## Records supplied

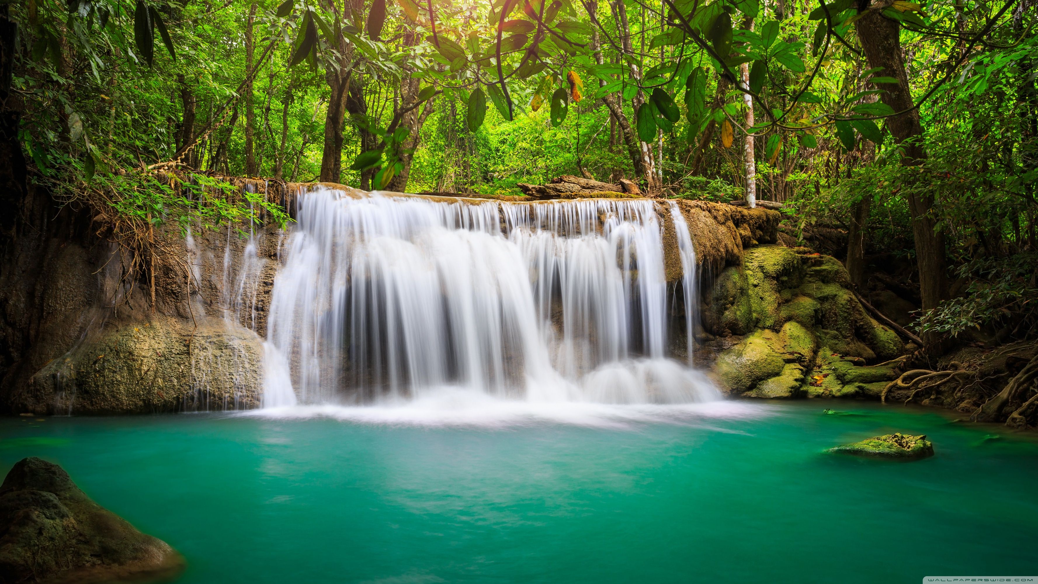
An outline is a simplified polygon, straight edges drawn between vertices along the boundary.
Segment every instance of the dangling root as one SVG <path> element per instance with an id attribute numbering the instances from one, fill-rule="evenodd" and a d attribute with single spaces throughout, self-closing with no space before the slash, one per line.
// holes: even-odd
<path id="1" fill-rule="evenodd" d="M 1011 428 L 1028 427 L 1028 418 L 1034 414 L 1035 409 L 1038 409 L 1038 392 L 1031 396 L 1031 399 L 1023 402 L 1023 405 L 1018 407 L 1016 412 L 1009 415 L 1009 418 L 1006 419 L 1006 425 Z"/>
<path id="2" fill-rule="evenodd" d="M 911 371 L 905 371 L 900 377 L 887 383 L 886 387 L 883 388 L 883 392 L 880 394 L 879 400 L 882 403 L 886 403 L 886 394 L 895 388 L 912 390 L 911 395 L 905 400 L 905 403 L 907 404 L 911 400 L 916 399 L 919 392 L 923 390 L 936 388 L 937 386 L 944 384 L 952 379 L 961 379 L 968 375 L 973 375 L 973 372 L 961 370 L 931 371 L 929 369 L 912 369 Z"/>
<path id="3" fill-rule="evenodd" d="M 911 395 L 908 396 L 908 399 L 905 400 L 905 405 L 908 405 L 911 402 L 911 400 L 916 399 L 916 395 L 922 392 L 923 390 L 936 388 L 937 386 L 943 386 L 953 379 L 966 377 L 969 374 L 971 373 L 968 371 L 939 371 L 937 373 L 931 373 L 930 375 L 923 375 L 922 377 L 917 377 L 908 386 L 910 387 L 919 383 L 919 388 L 917 388 L 911 393 Z M 923 379 L 931 379 L 931 378 L 936 380 L 925 384 L 922 382 Z"/>
<path id="4" fill-rule="evenodd" d="M 1016 374 L 1015 377 L 1006 383 L 1001 392 L 991 397 L 991 399 L 984 402 L 983 405 L 977 408 L 976 412 L 969 417 L 973 422 L 998 422 L 1002 417 L 1002 410 L 1006 408 L 1007 405 L 1017 400 L 1022 400 L 1026 395 L 1026 391 L 1031 384 L 1038 379 L 1038 354 L 1036 354 L 1028 364 Z M 1021 412 L 1025 407 L 1030 407 L 1031 402 L 1034 400 L 1028 400 L 1019 409 L 1013 413 L 1013 415 Z M 1013 418 L 1010 415 L 1010 418 Z M 1019 416 L 1022 417 L 1022 414 Z M 1017 417 L 1017 418 L 1019 418 Z M 1016 418 L 1013 418 L 1014 422 Z M 1007 421 L 1008 423 L 1008 421 Z"/>

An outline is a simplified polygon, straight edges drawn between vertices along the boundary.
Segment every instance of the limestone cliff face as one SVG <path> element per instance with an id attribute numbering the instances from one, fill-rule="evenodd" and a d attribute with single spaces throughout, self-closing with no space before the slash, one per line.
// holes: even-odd
<path id="1" fill-rule="evenodd" d="M 846 269 L 805 248 L 760 245 L 704 298 L 703 324 L 727 345 L 713 364 L 731 395 L 879 399 L 904 352 L 862 308 Z M 868 366 L 867 364 L 879 364 Z"/>
<path id="2" fill-rule="evenodd" d="M 89 218 L 43 198 L 32 202 L 38 216 L 8 234 L 0 262 L 0 410 L 258 405 L 276 230 L 251 238 L 226 228 L 190 237 L 175 225 L 157 230 L 170 253 L 156 255 L 153 294 L 152 278 L 128 276 L 129 259 Z"/>
<path id="3" fill-rule="evenodd" d="M 308 186 L 231 181 L 267 192 L 292 215 L 298 193 Z M 283 234 L 266 228 L 250 236 L 243 225 L 190 234 L 175 225 L 160 229 L 156 237 L 170 253 L 156 257 L 153 283 L 146 274 L 128 277 L 129 258 L 106 241 L 90 217 L 56 209 L 45 194 L 35 193 L 30 203 L 37 208 L 9 234 L 9 253 L 0 262 L 0 410 L 110 415 L 261 405 L 262 338 Z M 602 193 L 611 195 L 630 196 Z M 673 294 L 682 265 L 671 203 L 653 204 Z M 733 286 L 731 274 L 746 271 L 740 267 L 743 254 L 776 240 L 775 211 L 673 203 L 690 228 L 704 274 L 701 297 L 707 301 L 715 277 L 721 287 Z M 675 323 L 670 328 L 683 335 L 682 303 L 668 306 Z M 731 331 L 744 335 L 756 327 L 747 321 Z M 672 339 L 672 346 L 684 347 L 684 339 Z"/>

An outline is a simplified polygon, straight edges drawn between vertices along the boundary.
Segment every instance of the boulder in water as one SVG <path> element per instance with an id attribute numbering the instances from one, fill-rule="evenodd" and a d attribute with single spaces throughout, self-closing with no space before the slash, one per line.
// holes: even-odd
<path id="1" fill-rule="evenodd" d="M 933 444 L 926 440 L 926 434 L 913 436 L 895 432 L 830 448 L 829 452 L 893 460 L 919 460 L 933 456 Z"/>
<path id="2" fill-rule="evenodd" d="M 3 582 L 146 582 L 184 558 L 90 500 L 61 467 L 23 458 L 0 486 Z"/>

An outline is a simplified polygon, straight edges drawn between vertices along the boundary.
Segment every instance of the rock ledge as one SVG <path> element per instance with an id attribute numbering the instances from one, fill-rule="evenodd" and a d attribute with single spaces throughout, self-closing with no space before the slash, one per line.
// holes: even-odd
<path id="1" fill-rule="evenodd" d="M 184 568 L 165 541 L 90 500 L 57 464 L 23 458 L 0 486 L 0 581 L 167 580 Z"/>

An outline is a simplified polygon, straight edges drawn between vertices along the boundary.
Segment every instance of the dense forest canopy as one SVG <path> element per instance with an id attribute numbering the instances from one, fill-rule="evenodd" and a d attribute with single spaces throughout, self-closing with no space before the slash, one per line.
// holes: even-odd
<path id="1" fill-rule="evenodd" d="M 124 242 L 257 205 L 288 220 L 203 196 L 207 175 L 624 178 L 841 229 L 858 285 L 869 249 L 910 261 L 932 338 L 1038 320 L 1034 0 L 27 0 L 3 20 L 5 136 Z"/>

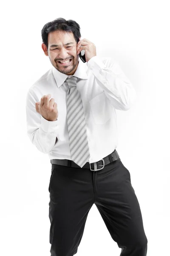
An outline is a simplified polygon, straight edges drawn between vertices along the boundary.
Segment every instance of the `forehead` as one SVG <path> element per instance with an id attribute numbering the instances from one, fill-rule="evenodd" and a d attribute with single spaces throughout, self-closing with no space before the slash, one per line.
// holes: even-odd
<path id="1" fill-rule="evenodd" d="M 48 35 L 48 44 L 49 46 L 54 44 L 65 44 L 73 41 L 74 42 L 76 41 L 72 32 L 57 30 L 50 32 Z"/>

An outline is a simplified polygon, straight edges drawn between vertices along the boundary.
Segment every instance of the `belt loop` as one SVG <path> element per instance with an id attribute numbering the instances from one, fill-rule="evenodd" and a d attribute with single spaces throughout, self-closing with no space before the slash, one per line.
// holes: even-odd
<path id="1" fill-rule="evenodd" d="M 112 159 L 112 157 L 111 155 L 111 154 L 109 155 L 109 160 L 110 160 L 110 163 L 111 163 L 112 162 L 113 162 L 113 159 Z"/>
<path id="2" fill-rule="evenodd" d="M 67 166 L 68 167 L 71 167 L 71 160 L 68 160 L 68 161 L 67 162 Z"/>

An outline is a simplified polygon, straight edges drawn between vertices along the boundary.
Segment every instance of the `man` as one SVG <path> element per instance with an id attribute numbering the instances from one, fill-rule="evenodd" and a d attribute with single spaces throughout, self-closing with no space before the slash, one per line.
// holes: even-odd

## Task to complete
Copy the records from their beginning up to and including the line containing "1011 428 L 1028", switching "dangling root" to "exposed root" and changing nothing else. Leave the pictures out.

## Output for this task
An outline is a simplified polygon, straight edges drawn between vertices along the boundary.
Segment every instance of the exposed root as one SVG <path> element per instance with an id attribute numbering the instances from one, fill-rule="evenodd" and a d attribute with single spaces throughout, self-closing with no space before the slash, one per line.
// holes: even-odd
<path id="1" fill-rule="evenodd" d="M 1011 428 L 1028 427 L 1028 418 L 1034 414 L 1035 409 L 1038 409 L 1038 392 L 1031 396 L 1031 399 L 1023 402 L 1023 405 L 1018 407 L 1016 412 L 1009 415 L 1009 418 L 1006 419 L 1006 425 Z"/>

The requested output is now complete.